> **DATA FOR THE TASK**
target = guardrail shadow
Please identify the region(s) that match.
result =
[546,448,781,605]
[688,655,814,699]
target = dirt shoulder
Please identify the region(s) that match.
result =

> **YOUR TASK**
Can you replace every "target" with "query" in all the data above and give the lines again with nothing else changed?

> **EXERCISE ANSWER**
query = guardrail shadow
Please identify the region(s) that match.
result =
[546,448,781,605]
[688,655,814,699]
query = dirt shoulder
Please identify the region(s) that match.
result =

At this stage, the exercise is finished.